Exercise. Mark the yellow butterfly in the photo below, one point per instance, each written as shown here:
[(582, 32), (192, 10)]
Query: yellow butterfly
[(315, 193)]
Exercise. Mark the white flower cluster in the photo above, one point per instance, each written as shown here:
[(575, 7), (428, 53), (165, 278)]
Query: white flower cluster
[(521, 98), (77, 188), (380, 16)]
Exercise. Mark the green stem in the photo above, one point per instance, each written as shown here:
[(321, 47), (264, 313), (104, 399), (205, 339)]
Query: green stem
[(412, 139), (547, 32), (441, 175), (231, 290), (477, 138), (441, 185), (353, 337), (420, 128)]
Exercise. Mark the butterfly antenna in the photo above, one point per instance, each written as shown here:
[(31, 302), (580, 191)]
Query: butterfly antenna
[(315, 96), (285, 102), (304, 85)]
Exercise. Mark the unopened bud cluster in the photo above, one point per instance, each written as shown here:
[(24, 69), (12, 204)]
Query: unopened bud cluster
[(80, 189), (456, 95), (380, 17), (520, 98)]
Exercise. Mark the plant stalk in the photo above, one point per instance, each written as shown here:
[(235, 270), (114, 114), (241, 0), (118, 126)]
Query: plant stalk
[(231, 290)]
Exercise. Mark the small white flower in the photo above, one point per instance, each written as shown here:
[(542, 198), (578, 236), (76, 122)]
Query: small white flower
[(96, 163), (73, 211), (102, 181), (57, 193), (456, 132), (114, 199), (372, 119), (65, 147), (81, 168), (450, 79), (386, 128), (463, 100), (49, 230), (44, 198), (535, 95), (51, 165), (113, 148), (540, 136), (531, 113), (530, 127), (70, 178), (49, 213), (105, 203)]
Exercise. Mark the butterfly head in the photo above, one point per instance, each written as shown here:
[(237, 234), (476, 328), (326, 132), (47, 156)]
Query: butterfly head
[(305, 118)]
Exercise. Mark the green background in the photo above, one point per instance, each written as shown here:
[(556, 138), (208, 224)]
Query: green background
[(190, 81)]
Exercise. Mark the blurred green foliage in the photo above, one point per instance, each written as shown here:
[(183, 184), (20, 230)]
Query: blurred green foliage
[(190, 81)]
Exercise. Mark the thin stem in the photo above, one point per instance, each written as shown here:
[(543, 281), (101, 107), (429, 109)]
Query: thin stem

▶ [WORK REQUEST]:
Nothing but the lines from the one containing "Query: blurred green foliage" through the end of the entries belongs in the answer; repeat them exactly.

▶ [RESPONSE AREA]:
Query: blurred green foliage
[(190, 81)]
Exercise. Mark the thin stem in the photo above, one point per instance, each written as shown here:
[(543, 281), (101, 107), (429, 109)]
Query: thin stem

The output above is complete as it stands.